(Segmentation mask data)
^^^^^^^^^^^^^^^^

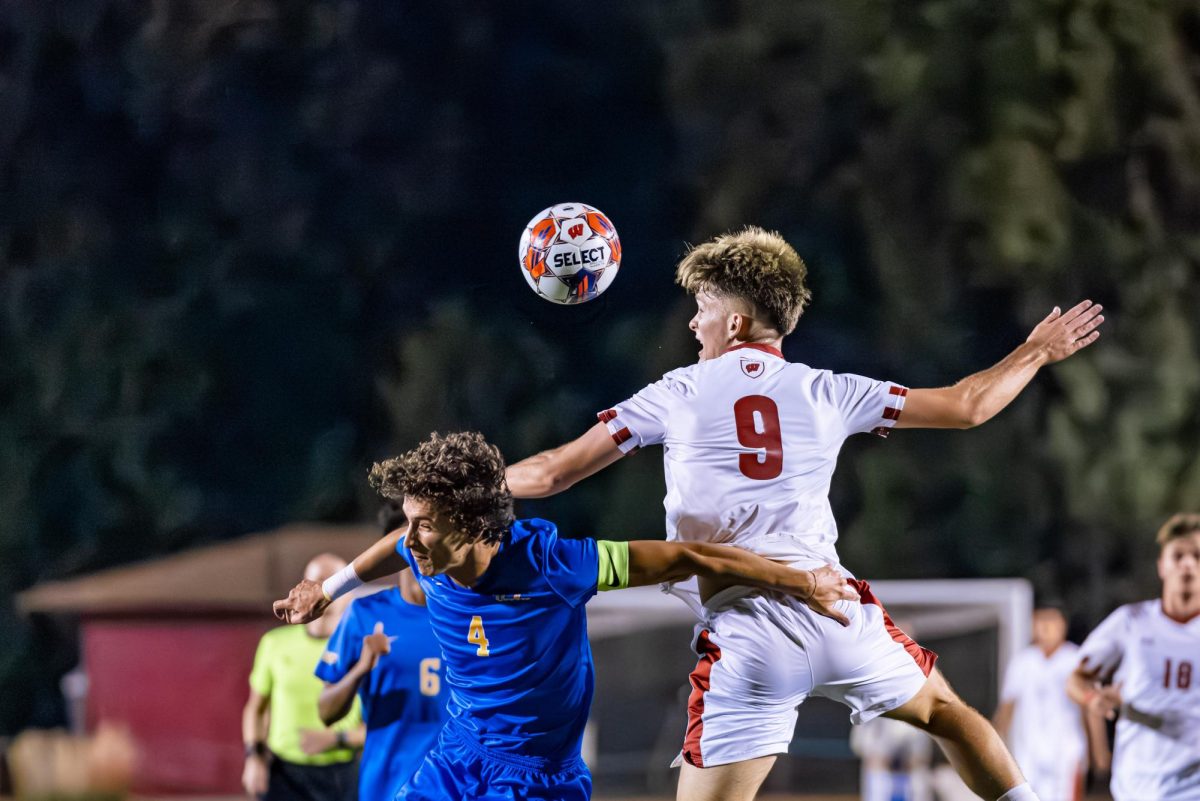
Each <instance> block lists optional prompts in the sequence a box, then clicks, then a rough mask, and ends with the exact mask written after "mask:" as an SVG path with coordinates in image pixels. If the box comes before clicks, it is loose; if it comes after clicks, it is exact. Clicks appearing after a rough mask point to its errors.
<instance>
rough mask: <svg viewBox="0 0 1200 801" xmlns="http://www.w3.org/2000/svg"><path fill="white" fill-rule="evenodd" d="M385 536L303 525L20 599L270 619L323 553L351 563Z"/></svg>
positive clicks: (202, 549) (53, 609)
mask: <svg viewBox="0 0 1200 801" xmlns="http://www.w3.org/2000/svg"><path fill="white" fill-rule="evenodd" d="M378 537H379V530H378V528H376V526H373V525H325V524H320V523H298V524H293V525H287V526H283V528H282V529H276V530H275V531H266V532H263V534H253V535H248V536H245V537H241V538H239V540H234V541H230V542H221V543H217V544H211V546H205V547H202V548H193V549H191V550H186V552H184V553H179V554H174V555H170V556H162V558H160V559H150V560H146V561H143V562H137V564H133V565H126V566H121V567H113V568H109V570H103V571H98V572H96V573H90V574H88V576H80V577H78V578H73V579H66V580H60V582H44V583H42V584H37V585H36V586H34V588H31V589H29V590H25V591H24V592H20V594H18V596H17V607H18V609H20V610H22V612H24V613H34V612H38V613H82V614H120V613H139V614H146V613H149V614H155V613H160V614H178V613H180V612H197V613H198V612H205V613H222V612H223V613H236V614H259V613H260V614H270V608H271V602H272V601H275V600H276V598H282V597H284V596H286V595H287V592H288V590H289V589H292V586H293V585H294V584H295V583H296V582H298V580H299V579H300V578H301V576H302V574H304V567H305V565H306V564H307V561H308V560H310V559H311V558H312V556H314V555H317V554H319V553H323V552H329V553H334V554H337V555H338V556H342V558H343V559H352V558H353V556H356V555H358V554H360V553H361V552H362V550H365V549H366V548H367V547H368V546H370V544H371V543H372V542H374V541H376V540H377V538H378Z"/></svg>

^^^^^^^^^^^^^^^^

Instructions to follow | Reproduce every item above word for word, leaving out the pictures.

Answer to the exercise |
Each <instance> block lists optional prompts in the sequence a box, then clicks, then a rough mask, and ends with the exact mask written after "mask:" as an SVG path with coordinates in image pixels. If the box comes before clicks, it is loose; if it comes after clicks, it is exact. Clicks appearing after a rough mask point to its errors.
<instance>
rough mask: <svg viewBox="0 0 1200 801" xmlns="http://www.w3.org/2000/svg"><path fill="white" fill-rule="evenodd" d="M385 536L303 525L20 599L270 619L323 553L351 563Z"/></svg>
positive clicks: (202, 549) (53, 609)
mask: <svg viewBox="0 0 1200 801" xmlns="http://www.w3.org/2000/svg"><path fill="white" fill-rule="evenodd" d="M378 537H379V530H378V528H376V526H373V525H325V524H320V523H298V524H293V525H287V526H283V528H282V529H276V530H275V531H266V532H263V534H253V535H248V536H245V537H241V538H239V540H234V541H230V542H221V543H217V544H211V546H205V547H202V548H193V549H191V550H186V552H184V553H179V554H174V555H170V556H162V558H160V559H150V560H146V561H143V562H137V564H133V565H126V566H121V567H113V568H109V570H103V571H98V572H96V573H90V574H88V576H80V577H78V578H73V579H66V580H60V582H44V583H42V584H37V585H36V586H34V588H31V589H29V590H25V591H24V592H20V594H18V596H17V607H18V609H20V610H22V612H24V613H34V612H38V613H82V614H120V613H139V614H146V613H149V614H155V613H160V614H178V613H180V612H197V613H198V612H205V613H222V612H223V613H236V614H259V613H260V614H270V608H271V602H272V601H275V600H276V598H282V597H284V596H286V595H287V592H288V590H289V589H292V586H293V585H294V584H295V583H296V582H298V580H299V579H300V578H301V576H302V574H304V567H305V565H306V564H307V561H308V560H310V559H311V558H312V556H314V555H317V554H319V553H323V552H329V553H334V554H337V555H338V556H342V558H343V559H352V558H353V556H356V555H358V554H360V553H361V552H362V550H365V549H366V548H367V547H368V546H370V544H371V543H372V542H374V541H376V540H377V538H378Z"/></svg>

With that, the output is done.